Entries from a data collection
- - -

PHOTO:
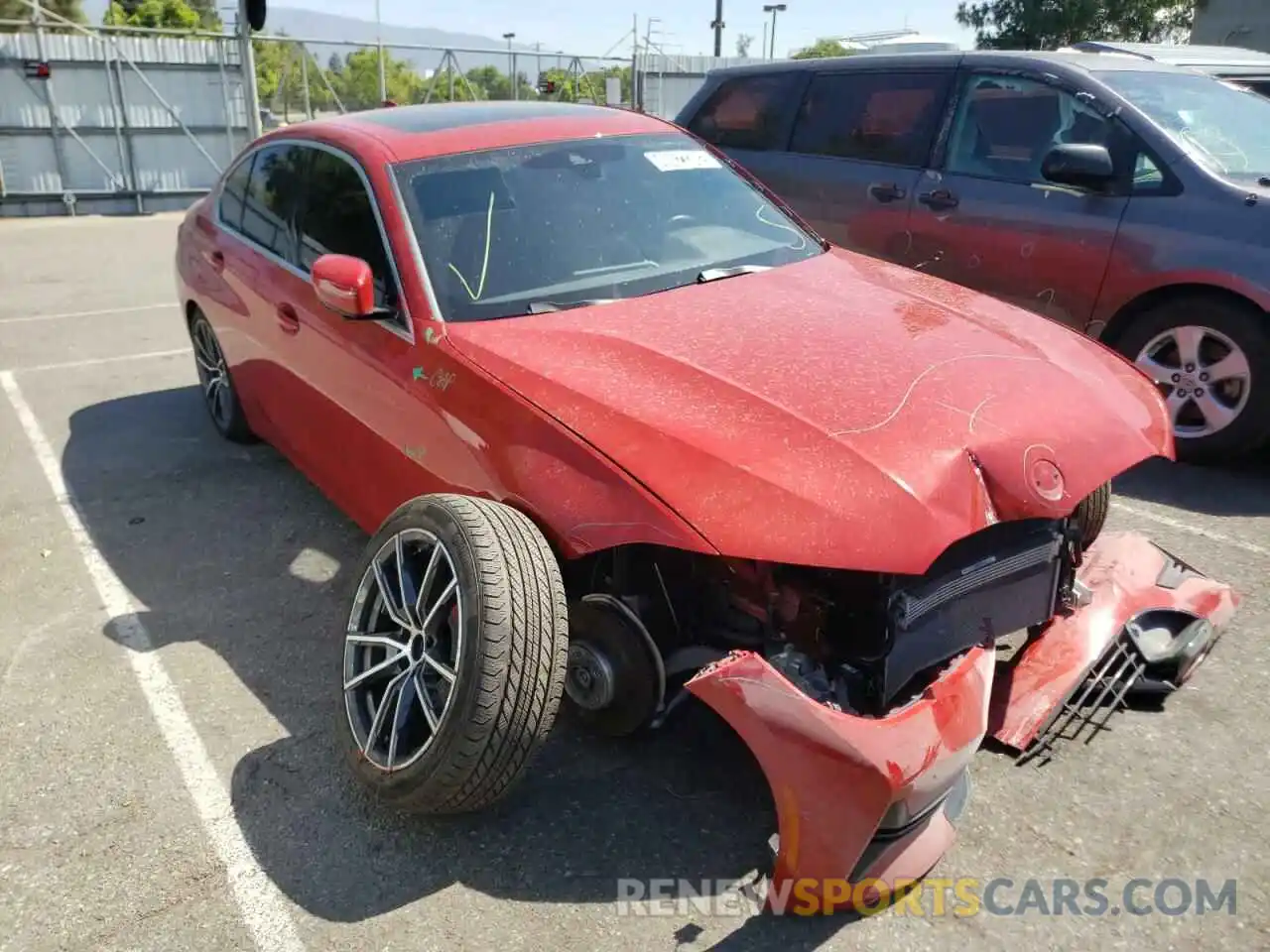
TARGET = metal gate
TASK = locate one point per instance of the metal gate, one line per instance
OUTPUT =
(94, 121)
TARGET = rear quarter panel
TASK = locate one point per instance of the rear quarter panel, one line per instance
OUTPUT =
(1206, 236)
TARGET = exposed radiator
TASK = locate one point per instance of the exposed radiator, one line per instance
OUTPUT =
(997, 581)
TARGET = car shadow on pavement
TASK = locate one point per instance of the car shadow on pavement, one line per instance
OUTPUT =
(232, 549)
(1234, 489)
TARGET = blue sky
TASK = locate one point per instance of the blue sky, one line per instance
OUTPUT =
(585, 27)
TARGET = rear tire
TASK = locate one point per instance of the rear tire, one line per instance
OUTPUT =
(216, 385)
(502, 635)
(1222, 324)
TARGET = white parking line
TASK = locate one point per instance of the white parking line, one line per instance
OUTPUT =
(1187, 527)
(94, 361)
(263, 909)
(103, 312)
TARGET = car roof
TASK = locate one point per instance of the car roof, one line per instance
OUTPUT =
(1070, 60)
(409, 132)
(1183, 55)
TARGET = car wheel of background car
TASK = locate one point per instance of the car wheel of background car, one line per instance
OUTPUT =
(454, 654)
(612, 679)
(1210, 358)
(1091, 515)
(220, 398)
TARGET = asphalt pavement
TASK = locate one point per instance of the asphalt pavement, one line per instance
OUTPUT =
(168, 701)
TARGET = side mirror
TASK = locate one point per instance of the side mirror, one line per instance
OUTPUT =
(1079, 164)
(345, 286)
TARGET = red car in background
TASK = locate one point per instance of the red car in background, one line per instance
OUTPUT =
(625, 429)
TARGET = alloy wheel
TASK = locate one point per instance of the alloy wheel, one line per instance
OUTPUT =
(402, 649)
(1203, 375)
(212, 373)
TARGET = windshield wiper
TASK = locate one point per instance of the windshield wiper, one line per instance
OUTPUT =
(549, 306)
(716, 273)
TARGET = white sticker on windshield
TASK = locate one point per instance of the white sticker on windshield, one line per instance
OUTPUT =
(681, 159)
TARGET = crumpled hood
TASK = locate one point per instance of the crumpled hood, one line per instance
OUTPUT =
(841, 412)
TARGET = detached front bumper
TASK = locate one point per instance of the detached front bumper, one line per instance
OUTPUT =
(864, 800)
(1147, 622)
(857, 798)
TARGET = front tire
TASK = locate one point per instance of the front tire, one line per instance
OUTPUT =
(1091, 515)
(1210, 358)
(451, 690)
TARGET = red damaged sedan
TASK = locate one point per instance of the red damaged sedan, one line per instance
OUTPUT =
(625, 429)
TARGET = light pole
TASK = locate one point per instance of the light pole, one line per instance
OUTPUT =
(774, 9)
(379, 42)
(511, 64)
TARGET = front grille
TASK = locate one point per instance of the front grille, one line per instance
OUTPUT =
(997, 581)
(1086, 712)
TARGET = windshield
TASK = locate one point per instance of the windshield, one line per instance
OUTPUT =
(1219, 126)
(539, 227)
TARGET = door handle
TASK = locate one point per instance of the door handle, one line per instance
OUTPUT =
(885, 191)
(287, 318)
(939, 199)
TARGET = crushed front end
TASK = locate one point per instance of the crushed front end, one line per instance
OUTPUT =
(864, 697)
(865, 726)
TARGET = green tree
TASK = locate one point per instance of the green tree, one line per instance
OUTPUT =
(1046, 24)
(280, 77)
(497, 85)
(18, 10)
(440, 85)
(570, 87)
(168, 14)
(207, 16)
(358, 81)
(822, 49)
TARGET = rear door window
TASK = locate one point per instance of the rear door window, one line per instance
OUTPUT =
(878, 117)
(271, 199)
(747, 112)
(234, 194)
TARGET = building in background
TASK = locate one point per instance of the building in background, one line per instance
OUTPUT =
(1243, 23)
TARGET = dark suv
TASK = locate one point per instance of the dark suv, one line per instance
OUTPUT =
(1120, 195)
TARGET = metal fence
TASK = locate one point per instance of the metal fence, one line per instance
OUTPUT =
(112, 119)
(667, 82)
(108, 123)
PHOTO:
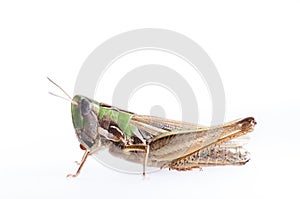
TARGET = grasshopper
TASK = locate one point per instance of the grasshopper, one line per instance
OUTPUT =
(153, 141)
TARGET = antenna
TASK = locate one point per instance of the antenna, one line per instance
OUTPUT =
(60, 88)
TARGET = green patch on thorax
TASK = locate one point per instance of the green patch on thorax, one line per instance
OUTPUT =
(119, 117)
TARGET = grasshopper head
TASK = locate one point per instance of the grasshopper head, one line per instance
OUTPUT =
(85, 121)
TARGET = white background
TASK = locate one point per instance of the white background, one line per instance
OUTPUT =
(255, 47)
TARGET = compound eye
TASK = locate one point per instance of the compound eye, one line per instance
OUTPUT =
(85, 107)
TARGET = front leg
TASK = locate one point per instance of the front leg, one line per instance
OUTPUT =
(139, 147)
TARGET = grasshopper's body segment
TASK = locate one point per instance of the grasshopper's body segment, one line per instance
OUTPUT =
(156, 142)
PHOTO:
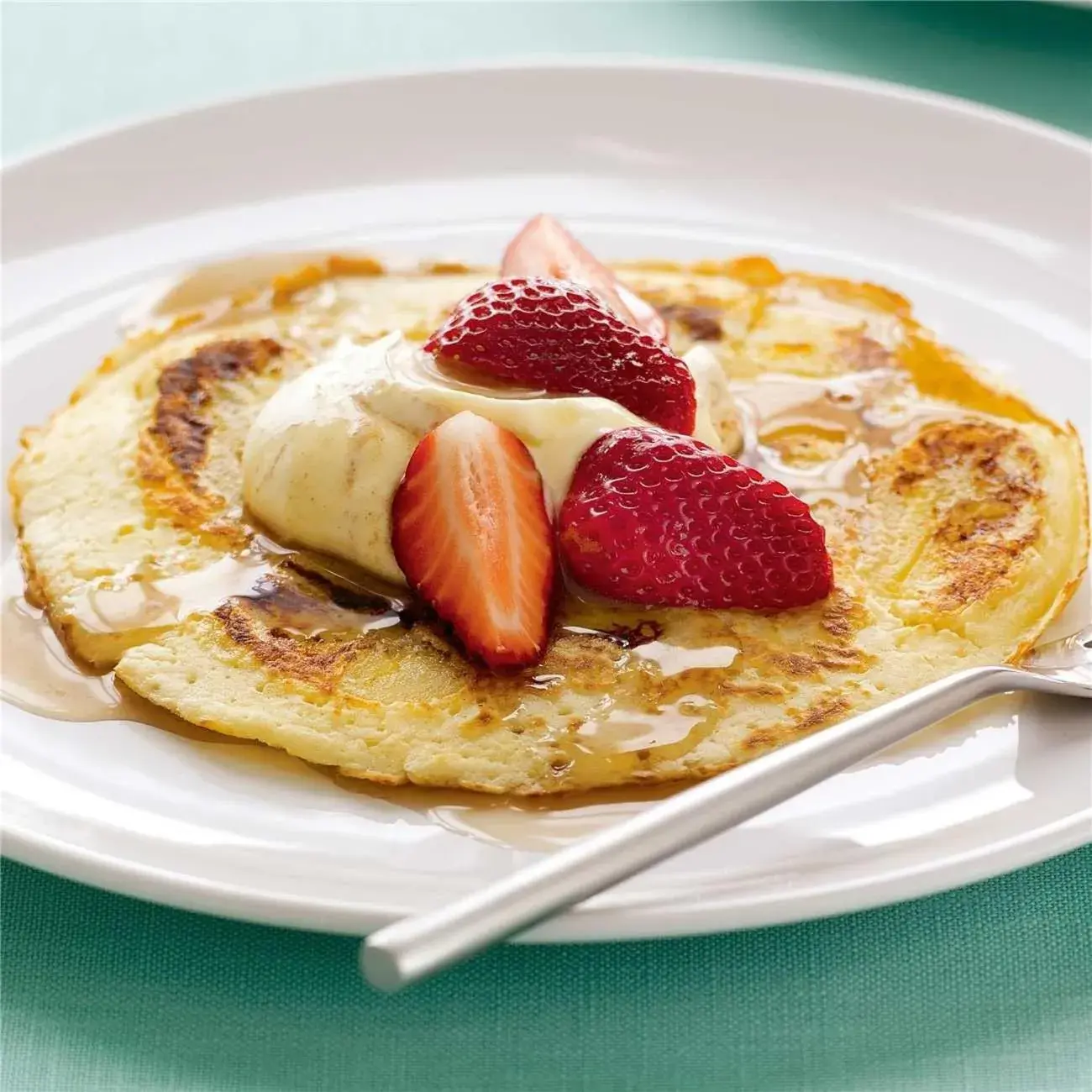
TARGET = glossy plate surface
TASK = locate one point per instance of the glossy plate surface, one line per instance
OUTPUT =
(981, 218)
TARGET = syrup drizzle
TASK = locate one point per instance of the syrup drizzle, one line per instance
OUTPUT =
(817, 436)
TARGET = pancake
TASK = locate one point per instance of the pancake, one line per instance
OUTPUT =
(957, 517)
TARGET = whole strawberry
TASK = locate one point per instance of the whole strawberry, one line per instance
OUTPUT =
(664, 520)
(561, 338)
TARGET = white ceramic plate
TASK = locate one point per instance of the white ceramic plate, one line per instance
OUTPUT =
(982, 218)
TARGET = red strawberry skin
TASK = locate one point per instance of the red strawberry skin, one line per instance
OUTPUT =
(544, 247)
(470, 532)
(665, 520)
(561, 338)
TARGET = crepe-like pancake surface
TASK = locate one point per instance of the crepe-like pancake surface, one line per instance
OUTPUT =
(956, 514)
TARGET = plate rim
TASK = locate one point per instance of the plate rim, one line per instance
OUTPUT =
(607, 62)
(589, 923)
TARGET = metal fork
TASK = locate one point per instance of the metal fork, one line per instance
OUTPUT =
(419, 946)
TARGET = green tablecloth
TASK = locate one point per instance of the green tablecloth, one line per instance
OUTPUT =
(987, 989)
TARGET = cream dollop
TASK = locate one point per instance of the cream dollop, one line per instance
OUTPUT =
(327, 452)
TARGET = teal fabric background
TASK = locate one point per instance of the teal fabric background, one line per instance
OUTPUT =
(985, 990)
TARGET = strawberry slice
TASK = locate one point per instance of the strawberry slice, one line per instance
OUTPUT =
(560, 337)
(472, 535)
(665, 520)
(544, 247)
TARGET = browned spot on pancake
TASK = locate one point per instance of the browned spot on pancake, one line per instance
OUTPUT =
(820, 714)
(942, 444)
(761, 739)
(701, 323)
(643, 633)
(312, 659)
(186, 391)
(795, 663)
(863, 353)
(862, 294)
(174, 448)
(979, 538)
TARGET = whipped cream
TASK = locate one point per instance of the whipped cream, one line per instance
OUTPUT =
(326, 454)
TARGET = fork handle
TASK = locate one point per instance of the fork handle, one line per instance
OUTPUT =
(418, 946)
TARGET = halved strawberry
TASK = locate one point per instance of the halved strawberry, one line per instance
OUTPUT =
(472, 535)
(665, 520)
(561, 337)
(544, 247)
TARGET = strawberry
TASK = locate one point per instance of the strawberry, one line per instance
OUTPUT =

- - -

**The task:** Could you format the entries from the very start through the line containing "(1206, 236)" as a JSON list of strings, one string per line, with blank lines and pictures left out?

**Exercise result:**
[
  "PHOTO:",
  "TARGET = metal gate",
  "TASK = locate one point per instance of the metal gate, one line per instance",
  "OUTPUT =",
  "(94, 121)",
  "TARGET = rear quarter panel",
  "TASK = locate one point per instance of the rear quarter panel, one line per instance",
  "OUTPUT =",
  "(1206, 236)"
]